**** Given records

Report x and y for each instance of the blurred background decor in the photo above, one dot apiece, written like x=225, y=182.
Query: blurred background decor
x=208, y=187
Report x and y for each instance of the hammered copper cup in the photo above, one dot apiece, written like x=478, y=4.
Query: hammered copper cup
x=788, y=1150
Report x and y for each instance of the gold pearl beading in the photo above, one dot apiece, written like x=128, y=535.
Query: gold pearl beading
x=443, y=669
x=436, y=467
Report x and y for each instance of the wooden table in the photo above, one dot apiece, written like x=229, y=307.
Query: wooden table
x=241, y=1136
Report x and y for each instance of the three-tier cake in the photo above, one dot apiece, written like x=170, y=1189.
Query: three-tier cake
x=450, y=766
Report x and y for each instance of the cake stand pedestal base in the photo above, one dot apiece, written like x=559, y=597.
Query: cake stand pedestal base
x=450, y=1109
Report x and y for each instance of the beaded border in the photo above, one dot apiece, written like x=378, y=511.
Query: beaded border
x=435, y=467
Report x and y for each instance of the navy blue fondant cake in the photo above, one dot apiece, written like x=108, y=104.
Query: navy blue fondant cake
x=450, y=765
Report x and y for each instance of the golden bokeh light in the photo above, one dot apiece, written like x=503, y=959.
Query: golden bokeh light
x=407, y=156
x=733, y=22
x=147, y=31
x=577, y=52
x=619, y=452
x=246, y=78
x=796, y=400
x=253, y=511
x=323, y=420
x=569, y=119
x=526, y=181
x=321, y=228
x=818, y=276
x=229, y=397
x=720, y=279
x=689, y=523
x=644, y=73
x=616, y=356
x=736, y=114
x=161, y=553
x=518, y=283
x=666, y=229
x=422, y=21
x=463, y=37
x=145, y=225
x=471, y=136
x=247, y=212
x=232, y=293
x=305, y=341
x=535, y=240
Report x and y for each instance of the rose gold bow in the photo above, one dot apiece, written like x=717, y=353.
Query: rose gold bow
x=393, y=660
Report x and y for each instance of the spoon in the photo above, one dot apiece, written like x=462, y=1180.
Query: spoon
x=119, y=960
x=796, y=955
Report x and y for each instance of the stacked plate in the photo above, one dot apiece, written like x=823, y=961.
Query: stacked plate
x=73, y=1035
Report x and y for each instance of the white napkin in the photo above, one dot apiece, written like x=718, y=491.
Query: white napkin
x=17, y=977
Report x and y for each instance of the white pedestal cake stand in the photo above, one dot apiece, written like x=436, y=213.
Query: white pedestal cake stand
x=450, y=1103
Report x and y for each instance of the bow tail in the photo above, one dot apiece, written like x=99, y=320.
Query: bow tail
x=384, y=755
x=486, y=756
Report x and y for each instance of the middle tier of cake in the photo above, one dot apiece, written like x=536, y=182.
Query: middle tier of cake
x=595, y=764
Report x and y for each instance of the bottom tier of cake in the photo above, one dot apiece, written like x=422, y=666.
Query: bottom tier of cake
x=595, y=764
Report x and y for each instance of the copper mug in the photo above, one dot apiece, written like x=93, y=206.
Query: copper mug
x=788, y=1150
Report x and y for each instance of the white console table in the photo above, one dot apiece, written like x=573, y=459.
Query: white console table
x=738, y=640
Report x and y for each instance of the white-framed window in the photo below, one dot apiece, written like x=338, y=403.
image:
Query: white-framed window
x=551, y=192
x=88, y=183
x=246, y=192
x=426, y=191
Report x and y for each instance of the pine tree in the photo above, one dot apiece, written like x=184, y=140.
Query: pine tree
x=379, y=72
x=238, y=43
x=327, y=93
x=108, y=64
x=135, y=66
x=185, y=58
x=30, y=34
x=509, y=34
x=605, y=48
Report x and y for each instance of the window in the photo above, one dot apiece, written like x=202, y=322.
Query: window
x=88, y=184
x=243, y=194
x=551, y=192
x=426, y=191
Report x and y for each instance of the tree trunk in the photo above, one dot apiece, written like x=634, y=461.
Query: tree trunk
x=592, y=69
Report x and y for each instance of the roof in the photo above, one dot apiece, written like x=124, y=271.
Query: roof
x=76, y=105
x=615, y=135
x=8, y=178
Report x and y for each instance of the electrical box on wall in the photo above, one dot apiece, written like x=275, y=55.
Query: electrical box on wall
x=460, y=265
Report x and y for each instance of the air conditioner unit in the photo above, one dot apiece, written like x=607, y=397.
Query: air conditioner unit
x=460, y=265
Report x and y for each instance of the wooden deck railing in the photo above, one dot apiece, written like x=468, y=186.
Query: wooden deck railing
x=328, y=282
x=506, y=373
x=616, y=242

********

**What needs to be done**
Rewrite every line of the records above as a numbered list, omitting any blank lines.

**Exercise result**
1. Report x and y for each instance of the blurred background decor in the photo above, one dot apiece, written like x=225, y=182.
2. Query: blurred background decor
3. x=208, y=187
4. Report x and y for each instance of the hammered copper cup in the photo above, one dot apiece, written like x=478, y=4.
5. Query: hammered copper cup
6. x=788, y=1150
7. Report x and y for each instance of the gold pearl beading in the photo above, one dot apiece, written like x=128, y=535.
8. Query: gold pearl beading
9. x=443, y=669
10. x=436, y=467
11. Report x and y for each instance of the wooden table in the photo above, one dot apiece, written like x=229, y=307.
12. Query: wooden table
13. x=241, y=1136
14. Report x and y for each instance of the three-tier cake in the photo above, one dot apiece, written like x=170, y=1189.
15. Query: three-tier cake
16. x=450, y=766
17. Report x and y for each instance of the cake stand pedestal base in the photo above, one dot apiece, written like x=559, y=597.
18. Query: cake stand pedestal base
19. x=450, y=1109
20. Report x and y for each instance of the beaded border in the photo above, one dot apiece, written like x=378, y=511.
21. Query: beaded border
22. x=435, y=467
23. Report x and y for each instance of the navy blue fondant cake in the photo above, one dot apiece, written like x=108, y=104.
24. Query: navy blue fondant cake
25. x=450, y=765
26. Report x and y for each instance of the golden bokeh light in the photo above, one dot apiece, written like x=503, y=959.
27. Query: golden bokeh light
28. x=407, y=156
29. x=733, y=22
30. x=147, y=31
31. x=577, y=52
32. x=619, y=452
33. x=246, y=78
34. x=796, y=400
35. x=253, y=511
36. x=323, y=420
37. x=569, y=119
38. x=526, y=181
39. x=321, y=228
40. x=818, y=276
41. x=229, y=397
42. x=720, y=279
43. x=689, y=523
44. x=644, y=73
45. x=616, y=356
46. x=736, y=114
47. x=161, y=553
48. x=518, y=283
49. x=666, y=229
50. x=422, y=21
51. x=463, y=37
52. x=145, y=225
53. x=471, y=136
54. x=247, y=212
55. x=232, y=293
56. x=305, y=341
57. x=535, y=240
58. Report x and y for each instance of the rose gold bow in the photo above, one dot apiece, written like x=717, y=353.
59. Query: rose gold bow
60. x=393, y=660
61. Report x and y for each instance of the spoon in the photo above, one dot apiece, written like x=462, y=1180.
62. Query: spoon
63. x=119, y=960
64. x=796, y=955
65. Report x and y for each instance of the stacked plate in the photo above, one dot apiece, written like x=823, y=961.
66. Query: stacked plate
67. x=73, y=1035
68. Report x and y for each instance of the white napkin in the photo above, one dot apiece, written like x=718, y=491.
69. Query: white napkin
70. x=17, y=977
71. Report x and y for each instance of the white pedestal cake stand in the photo above, one dot apiece, written like x=436, y=213.
72. Query: white pedestal cake stand
73. x=450, y=1103
74. Report x and y for each instance of the bow tail in the photo above, one dot apiece, written like x=99, y=320.
75. Query: bow tail
76. x=384, y=755
77. x=486, y=756
78. Report x and y for each instance of the middle tier of cake in the photo above, one dot apiece, written like x=536, y=182.
79. Query: middle tier of cake
80. x=595, y=764
81. Report x and y for each instance of the bottom tier of cake in the photo above, one dot apiece, written like x=422, y=666.
82. Query: bottom tier of cake
83. x=595, y=764
84. Report x and y for each instance of the copper mug in the photo above, one dot apiece, written like x=93, y=206.
85. Query: copper mug
86. x=788, y=1150
87. Report x and y for each instance of the white console table in the photo above, one dot apiece, written like x=573, y=459.
88. Query: white console table
89. x=738, y=640
90. Report x and y for each instance of the white-framed window in the photo below, one dot apiece, written like x=338, y=403.
91. image:
92. Query: white-framed window
93. x=551, y=192
94. x=88, y=183
95. x=246, y=192
96. x=426, y=191
97. Report x and y for each instance of the pine tree in the photo above, one dot apiece, written like x=184, y=140.
98. Query: pine tree
99. x=379, y=72
100. x=238, y=43
101. x=327, y=93
102. x=108, y=64
103. x=135, y=66
104. x=185, y=58
105. x=30, y=34
106. x=509, y=34
107. x=605, y=48
108. Report x and y for each instance of the window in the photo above, one dot apiece, written like x=202, y=322.
109. Query: window
110. x=88, y=184
111. x=243, y=194
112. x=551, y=192
113. x=426, y=191
114. Report x and y for each instance of the tree trunk in the photo above, one dot apiece, written like x=634, y=461.
115. Query: tree trunk
116. x=592, y=69
117. Report x and y for each instance of the roof in the photo above, one dot apiece, written like x=124, y=271.
118. Query: roof
119. x=76, y=105
120. x=615, y=135
121. x=8, y=178
122. Report x and y for each instance of the electrical box on wall in the photo above, one dot apiece, written like x=275, y=55.
123. Query: electrical box on wall
124. x=460, y=265
125. Report x and y for each instance of the air conditioner unit in the photo above, one dot apiece, written like x=607, y=397.
126. Query: air conditioner unit
127. x=460, y=265
128. Report x and y for each instance of the wooden deck railing in the photo above, one dot apiece, written like x=468, y=186.
129. Query: wooden deck railing
130. x=328, y=282
131. x=506, y=373
132. x=616, y=242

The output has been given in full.